WHAT YOU SHOULD DO
From the entries that follow, copy exactly the lines beginning at the line holding "A single pin marks each instance of the white window" and continuing through the line holding "A single pin marks each instance of the door frame.".

** Opening EXERCISE MATERIALS block **

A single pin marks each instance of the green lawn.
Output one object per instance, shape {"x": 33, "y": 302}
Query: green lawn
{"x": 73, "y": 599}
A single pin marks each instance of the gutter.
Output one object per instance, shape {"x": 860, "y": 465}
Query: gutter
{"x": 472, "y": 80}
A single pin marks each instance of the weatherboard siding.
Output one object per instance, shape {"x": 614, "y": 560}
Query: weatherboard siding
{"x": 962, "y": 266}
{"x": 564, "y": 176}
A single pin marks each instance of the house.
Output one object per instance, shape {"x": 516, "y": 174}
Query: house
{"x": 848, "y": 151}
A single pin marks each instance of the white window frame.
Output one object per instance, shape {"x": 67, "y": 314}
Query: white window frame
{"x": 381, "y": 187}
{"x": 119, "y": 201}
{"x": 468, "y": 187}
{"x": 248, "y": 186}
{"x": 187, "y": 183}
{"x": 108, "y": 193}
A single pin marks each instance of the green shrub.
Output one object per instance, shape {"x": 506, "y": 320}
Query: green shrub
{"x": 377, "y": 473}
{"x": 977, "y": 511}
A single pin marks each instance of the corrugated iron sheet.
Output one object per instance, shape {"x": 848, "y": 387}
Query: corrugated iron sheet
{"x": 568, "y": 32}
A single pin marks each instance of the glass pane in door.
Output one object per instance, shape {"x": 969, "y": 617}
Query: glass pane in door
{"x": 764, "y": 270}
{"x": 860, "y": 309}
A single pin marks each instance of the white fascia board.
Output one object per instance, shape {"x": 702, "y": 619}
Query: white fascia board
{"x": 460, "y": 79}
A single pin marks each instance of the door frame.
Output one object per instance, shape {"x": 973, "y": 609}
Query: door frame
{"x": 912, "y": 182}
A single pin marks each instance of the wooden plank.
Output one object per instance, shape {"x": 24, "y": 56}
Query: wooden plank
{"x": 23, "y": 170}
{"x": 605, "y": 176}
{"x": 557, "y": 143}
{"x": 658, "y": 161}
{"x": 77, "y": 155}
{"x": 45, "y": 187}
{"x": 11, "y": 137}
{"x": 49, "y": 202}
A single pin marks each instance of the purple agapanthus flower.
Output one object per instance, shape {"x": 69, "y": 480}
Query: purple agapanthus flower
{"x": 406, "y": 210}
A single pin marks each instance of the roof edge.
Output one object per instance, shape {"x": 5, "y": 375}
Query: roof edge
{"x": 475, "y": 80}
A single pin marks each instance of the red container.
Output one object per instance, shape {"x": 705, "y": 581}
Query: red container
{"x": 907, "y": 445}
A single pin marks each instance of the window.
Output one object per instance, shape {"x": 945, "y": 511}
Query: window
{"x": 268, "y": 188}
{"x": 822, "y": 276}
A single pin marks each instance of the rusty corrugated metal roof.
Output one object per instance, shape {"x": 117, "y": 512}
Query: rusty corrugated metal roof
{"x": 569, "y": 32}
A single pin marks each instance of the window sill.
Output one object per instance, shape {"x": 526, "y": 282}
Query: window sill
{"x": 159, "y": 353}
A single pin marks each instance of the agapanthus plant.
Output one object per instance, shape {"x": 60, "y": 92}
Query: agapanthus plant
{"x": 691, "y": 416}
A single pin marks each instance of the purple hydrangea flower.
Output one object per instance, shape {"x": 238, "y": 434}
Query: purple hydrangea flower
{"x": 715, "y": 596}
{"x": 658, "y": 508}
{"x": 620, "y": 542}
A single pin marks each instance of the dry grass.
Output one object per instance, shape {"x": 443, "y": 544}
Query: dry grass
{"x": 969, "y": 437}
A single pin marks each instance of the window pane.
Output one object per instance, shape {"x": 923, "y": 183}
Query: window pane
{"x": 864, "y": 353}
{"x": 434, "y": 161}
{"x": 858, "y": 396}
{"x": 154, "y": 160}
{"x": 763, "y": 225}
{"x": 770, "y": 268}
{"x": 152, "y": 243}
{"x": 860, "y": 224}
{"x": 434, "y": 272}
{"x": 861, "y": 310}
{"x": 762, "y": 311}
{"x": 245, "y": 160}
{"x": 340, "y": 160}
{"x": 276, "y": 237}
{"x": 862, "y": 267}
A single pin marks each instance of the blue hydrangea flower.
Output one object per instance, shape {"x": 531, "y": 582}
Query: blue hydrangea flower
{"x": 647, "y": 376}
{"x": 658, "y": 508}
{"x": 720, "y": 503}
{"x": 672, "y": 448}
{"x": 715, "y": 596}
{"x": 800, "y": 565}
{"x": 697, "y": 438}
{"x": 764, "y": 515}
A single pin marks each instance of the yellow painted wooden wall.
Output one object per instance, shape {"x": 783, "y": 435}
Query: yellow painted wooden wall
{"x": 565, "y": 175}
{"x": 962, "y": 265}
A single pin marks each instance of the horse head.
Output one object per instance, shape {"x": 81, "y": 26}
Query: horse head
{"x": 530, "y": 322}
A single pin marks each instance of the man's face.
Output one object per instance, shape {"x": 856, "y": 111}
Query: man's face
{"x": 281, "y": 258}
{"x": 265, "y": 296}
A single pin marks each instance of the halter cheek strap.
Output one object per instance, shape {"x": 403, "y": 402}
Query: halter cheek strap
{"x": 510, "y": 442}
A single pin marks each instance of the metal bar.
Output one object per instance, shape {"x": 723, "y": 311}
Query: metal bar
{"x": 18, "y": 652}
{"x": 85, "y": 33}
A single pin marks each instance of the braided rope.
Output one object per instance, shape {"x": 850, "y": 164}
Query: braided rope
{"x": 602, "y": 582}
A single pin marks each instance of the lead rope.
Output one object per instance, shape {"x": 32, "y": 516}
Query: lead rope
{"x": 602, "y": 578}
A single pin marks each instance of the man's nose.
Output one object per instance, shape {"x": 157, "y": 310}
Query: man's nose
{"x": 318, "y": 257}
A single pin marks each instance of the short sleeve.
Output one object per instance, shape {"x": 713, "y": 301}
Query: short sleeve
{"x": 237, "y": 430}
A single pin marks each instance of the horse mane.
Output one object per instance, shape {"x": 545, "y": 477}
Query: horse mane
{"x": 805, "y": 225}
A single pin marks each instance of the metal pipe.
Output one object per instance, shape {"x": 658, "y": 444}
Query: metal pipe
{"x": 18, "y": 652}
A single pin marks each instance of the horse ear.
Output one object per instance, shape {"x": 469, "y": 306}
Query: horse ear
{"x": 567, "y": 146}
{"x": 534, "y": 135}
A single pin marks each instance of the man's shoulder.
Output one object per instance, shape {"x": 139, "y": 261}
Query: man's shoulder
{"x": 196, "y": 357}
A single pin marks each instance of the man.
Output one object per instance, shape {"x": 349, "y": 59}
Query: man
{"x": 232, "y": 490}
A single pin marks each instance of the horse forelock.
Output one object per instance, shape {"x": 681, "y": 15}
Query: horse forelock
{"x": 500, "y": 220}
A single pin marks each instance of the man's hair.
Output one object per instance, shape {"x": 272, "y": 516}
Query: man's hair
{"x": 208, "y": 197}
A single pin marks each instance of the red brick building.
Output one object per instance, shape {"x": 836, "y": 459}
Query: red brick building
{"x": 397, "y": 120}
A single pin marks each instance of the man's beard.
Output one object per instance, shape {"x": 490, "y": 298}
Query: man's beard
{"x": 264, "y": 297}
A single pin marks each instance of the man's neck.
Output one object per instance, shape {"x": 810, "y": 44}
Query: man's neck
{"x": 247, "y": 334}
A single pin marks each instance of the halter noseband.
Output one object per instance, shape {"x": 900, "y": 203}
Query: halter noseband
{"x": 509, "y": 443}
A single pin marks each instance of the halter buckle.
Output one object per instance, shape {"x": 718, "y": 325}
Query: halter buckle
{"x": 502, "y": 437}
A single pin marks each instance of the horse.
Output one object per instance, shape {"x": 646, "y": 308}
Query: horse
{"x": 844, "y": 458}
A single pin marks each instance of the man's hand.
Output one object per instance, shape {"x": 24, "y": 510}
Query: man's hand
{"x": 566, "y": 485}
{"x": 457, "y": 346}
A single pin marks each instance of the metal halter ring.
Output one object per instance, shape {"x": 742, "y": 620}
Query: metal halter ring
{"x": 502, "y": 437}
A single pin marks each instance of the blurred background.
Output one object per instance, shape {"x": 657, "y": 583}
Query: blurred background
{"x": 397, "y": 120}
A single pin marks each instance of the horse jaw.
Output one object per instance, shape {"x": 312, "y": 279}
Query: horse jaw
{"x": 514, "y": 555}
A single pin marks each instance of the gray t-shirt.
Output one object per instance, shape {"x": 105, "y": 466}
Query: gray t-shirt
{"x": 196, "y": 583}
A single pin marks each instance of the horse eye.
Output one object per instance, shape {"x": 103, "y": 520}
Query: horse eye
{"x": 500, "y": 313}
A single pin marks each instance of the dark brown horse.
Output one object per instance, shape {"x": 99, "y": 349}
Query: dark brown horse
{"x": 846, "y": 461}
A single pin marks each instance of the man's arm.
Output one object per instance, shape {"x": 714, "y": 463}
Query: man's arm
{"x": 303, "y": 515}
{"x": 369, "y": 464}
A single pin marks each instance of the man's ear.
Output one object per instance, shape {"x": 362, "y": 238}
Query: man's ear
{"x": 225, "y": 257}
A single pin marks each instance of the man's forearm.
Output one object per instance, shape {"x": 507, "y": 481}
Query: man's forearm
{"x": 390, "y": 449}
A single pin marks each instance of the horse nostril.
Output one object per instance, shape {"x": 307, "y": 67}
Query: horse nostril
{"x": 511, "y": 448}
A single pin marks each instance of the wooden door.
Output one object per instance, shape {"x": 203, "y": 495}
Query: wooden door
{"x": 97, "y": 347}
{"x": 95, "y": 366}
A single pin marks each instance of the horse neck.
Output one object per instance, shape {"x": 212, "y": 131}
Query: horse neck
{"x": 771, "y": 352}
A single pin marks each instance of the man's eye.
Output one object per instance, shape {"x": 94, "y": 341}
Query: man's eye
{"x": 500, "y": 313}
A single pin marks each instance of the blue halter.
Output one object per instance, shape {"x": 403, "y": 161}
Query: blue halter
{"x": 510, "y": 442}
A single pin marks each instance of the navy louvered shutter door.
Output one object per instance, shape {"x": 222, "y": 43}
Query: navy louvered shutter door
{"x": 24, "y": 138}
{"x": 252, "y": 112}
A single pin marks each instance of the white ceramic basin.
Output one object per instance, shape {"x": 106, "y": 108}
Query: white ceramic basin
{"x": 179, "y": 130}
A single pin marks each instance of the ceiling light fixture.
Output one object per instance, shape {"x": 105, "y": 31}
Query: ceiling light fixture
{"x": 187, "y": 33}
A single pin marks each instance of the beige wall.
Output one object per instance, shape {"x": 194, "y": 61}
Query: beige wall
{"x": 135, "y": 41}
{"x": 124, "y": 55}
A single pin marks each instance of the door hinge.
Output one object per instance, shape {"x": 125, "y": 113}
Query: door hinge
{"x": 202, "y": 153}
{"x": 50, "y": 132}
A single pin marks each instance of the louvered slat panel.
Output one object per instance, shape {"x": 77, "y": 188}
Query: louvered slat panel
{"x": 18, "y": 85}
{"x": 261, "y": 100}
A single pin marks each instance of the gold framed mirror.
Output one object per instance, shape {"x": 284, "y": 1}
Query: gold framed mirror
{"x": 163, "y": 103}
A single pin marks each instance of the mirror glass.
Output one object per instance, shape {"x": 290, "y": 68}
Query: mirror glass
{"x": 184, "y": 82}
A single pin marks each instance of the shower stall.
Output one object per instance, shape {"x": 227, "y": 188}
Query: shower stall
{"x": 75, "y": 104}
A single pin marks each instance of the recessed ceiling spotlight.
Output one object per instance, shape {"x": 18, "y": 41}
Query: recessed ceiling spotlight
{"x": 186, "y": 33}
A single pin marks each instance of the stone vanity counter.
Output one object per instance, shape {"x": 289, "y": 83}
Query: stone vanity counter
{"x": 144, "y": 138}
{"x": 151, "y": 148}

** Closing EXERCISE MATERIALS block **

RESULT OF THIS TASK
A single pin marks each instance of the white window frame.
Output one object per instance, shape {"x": 67, "y": 314}
Query: white window frame
{"x": 381, "y": 187}
{"x": 119, "y": 201}
{"x": 468, "y": 187}
{"x": 248, "y": 186}
{"x": 187, "y": 183}
{"x": 108, "y": 193}
A single pin marks each instance of the green shrub.
Output one object per instance, shape {"x": 506, "y": 320}
Query: green shrub
{"x": 377, "y": 473}
{"x": 977, "y": 511}
A single pin marks each instance of the corrugated iron sheet.
Output one object per instance, shape {"x": 848, "y": 387}
Query: corrugated iron sheet
{"x": 568, "y": 32}
A single pin marks each instance of the glass pane in door.
Output one object per instance, shape {"x": 969, "y": 617}
Query: glass pane in door
{"x": 764, "y": 270}
{"x": 860, "y": 309}
A single pin marks each instance of the white fascia board.
Output one object per instance, shape {"x": 702, "y": 619}
Query: white fascia board
{"x": 460, "y": 79}
A single pin marks each instance of the door frame.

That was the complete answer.